== YOUR GOAL ==
Transcribe the data verbatim, starting with its first line and going on through the line that contains "[[252, 100]]", including that line, and omit the pictures.

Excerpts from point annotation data

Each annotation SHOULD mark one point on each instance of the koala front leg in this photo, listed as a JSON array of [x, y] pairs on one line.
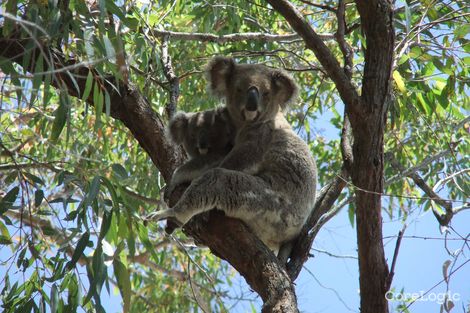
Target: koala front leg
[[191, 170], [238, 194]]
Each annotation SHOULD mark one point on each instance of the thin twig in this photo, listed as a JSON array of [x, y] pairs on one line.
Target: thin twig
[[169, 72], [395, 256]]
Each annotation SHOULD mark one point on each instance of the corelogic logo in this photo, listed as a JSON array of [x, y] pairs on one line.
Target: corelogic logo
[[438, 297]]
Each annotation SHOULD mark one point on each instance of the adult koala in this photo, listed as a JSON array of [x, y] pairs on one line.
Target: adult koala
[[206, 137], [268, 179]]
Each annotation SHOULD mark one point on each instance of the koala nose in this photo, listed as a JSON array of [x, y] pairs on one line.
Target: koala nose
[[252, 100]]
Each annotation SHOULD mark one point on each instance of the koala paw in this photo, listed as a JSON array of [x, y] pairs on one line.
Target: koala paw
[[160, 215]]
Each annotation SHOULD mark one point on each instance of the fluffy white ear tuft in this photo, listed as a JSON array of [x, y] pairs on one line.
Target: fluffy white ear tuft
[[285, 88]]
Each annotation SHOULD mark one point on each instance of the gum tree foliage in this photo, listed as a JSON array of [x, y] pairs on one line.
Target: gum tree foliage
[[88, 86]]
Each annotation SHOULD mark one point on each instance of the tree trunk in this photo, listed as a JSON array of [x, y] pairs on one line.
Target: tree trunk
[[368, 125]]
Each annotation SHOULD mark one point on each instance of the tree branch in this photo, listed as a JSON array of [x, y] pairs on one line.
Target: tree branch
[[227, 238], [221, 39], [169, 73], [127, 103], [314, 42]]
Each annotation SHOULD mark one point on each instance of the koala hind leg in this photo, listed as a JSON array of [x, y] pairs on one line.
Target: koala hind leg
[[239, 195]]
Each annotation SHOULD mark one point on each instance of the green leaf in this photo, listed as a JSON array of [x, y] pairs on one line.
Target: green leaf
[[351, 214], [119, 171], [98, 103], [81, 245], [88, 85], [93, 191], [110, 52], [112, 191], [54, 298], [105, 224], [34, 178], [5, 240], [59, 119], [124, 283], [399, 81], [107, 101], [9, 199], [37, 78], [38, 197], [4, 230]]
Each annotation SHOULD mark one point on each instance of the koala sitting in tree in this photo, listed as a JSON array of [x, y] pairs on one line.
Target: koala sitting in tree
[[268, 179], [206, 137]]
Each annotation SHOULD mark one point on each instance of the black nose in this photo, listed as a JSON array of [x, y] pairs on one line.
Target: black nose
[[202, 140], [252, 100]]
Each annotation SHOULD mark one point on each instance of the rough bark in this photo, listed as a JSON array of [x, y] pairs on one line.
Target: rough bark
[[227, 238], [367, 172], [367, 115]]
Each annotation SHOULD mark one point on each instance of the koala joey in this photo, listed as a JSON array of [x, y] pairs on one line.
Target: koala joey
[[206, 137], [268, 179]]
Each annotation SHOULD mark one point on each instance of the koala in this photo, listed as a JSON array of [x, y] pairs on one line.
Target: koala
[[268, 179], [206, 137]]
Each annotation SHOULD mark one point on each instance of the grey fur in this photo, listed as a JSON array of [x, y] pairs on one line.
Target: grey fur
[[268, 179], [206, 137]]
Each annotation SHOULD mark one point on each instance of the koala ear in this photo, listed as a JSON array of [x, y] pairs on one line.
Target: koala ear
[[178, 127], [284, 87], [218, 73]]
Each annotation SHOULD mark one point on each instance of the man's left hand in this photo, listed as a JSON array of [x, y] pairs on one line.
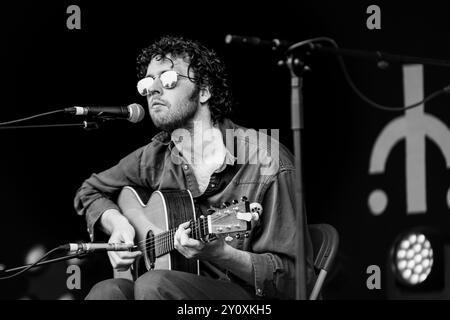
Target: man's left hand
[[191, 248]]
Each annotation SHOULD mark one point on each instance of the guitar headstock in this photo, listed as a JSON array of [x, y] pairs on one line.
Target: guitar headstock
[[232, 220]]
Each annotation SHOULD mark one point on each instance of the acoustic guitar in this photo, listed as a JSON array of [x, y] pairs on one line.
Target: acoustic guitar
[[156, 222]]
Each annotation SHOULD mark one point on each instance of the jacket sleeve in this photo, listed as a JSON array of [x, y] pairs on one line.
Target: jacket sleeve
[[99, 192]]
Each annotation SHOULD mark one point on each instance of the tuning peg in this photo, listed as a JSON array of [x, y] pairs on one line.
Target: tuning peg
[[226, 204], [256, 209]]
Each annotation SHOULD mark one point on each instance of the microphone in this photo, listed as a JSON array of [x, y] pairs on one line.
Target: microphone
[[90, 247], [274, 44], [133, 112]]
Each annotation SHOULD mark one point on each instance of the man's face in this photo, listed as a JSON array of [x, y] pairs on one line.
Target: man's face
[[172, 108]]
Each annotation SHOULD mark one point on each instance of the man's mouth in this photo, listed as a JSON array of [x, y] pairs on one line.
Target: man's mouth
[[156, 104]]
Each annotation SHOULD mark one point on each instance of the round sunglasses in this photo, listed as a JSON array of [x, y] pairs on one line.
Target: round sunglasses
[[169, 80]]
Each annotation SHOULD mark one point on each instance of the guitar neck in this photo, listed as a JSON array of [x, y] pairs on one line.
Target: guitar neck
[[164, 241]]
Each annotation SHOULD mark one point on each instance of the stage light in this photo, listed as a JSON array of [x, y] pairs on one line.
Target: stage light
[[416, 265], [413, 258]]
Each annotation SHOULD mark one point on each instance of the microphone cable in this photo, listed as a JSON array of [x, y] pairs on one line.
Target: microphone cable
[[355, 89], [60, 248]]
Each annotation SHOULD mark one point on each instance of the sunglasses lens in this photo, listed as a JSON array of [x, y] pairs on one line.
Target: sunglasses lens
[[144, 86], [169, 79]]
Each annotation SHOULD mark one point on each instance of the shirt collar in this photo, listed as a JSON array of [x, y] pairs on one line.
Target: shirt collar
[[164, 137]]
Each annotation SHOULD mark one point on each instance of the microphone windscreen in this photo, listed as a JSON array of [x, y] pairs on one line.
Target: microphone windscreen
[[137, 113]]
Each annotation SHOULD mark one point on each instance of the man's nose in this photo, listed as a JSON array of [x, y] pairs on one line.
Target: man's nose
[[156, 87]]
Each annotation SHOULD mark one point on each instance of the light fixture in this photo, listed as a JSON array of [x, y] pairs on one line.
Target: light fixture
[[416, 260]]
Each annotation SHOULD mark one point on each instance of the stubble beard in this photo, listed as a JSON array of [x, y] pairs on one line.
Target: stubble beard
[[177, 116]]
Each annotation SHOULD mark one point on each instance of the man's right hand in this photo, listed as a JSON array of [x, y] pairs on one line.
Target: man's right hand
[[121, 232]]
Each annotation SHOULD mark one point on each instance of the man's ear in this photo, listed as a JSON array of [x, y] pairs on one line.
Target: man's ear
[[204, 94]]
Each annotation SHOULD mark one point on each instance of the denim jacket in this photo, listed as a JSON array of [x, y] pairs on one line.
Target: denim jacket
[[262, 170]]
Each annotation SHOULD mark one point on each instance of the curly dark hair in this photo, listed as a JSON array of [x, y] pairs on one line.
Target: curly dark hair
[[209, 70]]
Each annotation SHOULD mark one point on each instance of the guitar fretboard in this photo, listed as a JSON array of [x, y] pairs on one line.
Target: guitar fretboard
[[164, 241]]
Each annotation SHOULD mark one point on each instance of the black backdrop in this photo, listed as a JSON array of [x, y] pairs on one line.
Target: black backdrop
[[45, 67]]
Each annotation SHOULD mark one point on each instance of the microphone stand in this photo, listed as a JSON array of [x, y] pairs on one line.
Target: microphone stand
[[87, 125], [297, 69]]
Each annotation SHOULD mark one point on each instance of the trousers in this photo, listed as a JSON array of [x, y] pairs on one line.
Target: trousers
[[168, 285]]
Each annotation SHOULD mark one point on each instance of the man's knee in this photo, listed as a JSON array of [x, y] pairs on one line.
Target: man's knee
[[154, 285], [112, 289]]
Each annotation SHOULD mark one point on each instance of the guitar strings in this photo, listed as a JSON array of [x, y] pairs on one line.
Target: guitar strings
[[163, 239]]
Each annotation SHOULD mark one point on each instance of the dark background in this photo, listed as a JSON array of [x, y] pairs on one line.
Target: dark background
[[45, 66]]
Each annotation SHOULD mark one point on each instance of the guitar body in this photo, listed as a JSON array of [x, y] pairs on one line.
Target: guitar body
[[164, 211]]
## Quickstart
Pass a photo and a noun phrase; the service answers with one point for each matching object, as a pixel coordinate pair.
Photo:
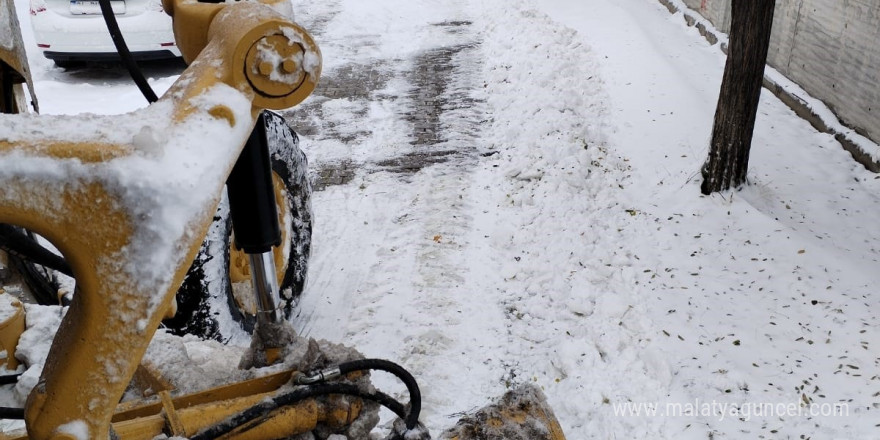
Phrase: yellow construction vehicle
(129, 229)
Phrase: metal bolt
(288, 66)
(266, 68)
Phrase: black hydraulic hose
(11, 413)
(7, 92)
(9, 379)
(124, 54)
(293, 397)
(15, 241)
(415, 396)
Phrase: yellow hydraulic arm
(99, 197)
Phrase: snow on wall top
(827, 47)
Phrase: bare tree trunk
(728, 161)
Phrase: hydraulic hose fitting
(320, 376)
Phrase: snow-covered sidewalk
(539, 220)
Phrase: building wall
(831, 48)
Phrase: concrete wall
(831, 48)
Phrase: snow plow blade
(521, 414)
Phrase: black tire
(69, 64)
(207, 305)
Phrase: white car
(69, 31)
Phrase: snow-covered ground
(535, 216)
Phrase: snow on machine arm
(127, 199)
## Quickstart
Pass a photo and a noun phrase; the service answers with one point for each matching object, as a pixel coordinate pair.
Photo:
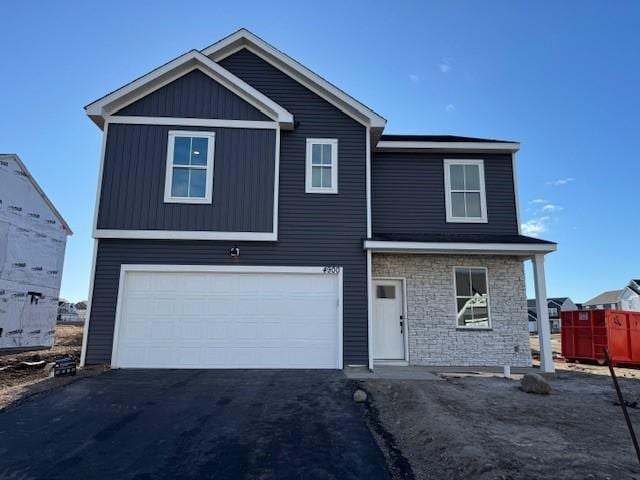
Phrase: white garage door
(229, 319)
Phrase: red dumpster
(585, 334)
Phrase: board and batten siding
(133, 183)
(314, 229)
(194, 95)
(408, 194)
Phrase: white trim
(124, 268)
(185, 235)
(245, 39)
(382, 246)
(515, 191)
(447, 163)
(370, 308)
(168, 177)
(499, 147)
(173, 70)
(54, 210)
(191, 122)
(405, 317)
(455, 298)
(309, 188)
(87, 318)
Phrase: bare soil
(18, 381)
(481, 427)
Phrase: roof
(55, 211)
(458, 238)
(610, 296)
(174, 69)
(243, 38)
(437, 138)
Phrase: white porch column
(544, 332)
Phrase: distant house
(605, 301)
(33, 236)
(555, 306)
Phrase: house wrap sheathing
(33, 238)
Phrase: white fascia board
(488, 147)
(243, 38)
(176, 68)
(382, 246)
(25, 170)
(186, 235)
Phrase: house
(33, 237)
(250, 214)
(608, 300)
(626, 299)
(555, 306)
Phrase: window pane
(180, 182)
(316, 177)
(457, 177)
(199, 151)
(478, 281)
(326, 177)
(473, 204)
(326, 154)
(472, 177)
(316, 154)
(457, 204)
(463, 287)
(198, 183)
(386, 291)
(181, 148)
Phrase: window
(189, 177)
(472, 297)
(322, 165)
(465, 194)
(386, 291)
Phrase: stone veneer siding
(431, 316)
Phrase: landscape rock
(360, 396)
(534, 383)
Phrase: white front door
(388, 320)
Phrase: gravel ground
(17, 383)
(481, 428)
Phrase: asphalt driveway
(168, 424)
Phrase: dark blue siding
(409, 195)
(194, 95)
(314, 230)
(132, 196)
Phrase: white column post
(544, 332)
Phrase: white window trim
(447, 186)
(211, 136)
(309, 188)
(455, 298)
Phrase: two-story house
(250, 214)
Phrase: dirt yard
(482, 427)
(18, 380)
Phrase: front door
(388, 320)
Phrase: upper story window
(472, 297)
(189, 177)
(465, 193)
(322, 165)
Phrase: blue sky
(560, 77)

== WRITTEN RESPONSE ==
Each annotation SHOULD mark one point on each instance of the koala front leg in this photo, listed as a JSON array of [x, y] pairs on one line.
Target: koala front leg
[[191, 170], [238, 194]]
Each annotation SHOULD mark one point on each instance of the thin twig in this photo, listed as a JSON array of [x, y] pairs on one line.
Target: thin twig
[[169, 72], [395, 256]]
Each annotation SHOULD mark one point on each instance of the corelogic logo in this photo, listed as a JSON array of [x, y] pairs on one line.
Target: corelogic logo
[[438, 297]]
Each annotation SHOULD mark one point on each instance of the adult koala in this photo, listed as a JSON array of [x, y] pairs on one line.
Target: adult koala
[[206, 137], [268, 179]]
Each annotation SHOULD mark one point on each instance of the koala nose in this photo, listed as a JSON array of [x, y] pairs on one line.
Target: koala nose
[[252, 100]]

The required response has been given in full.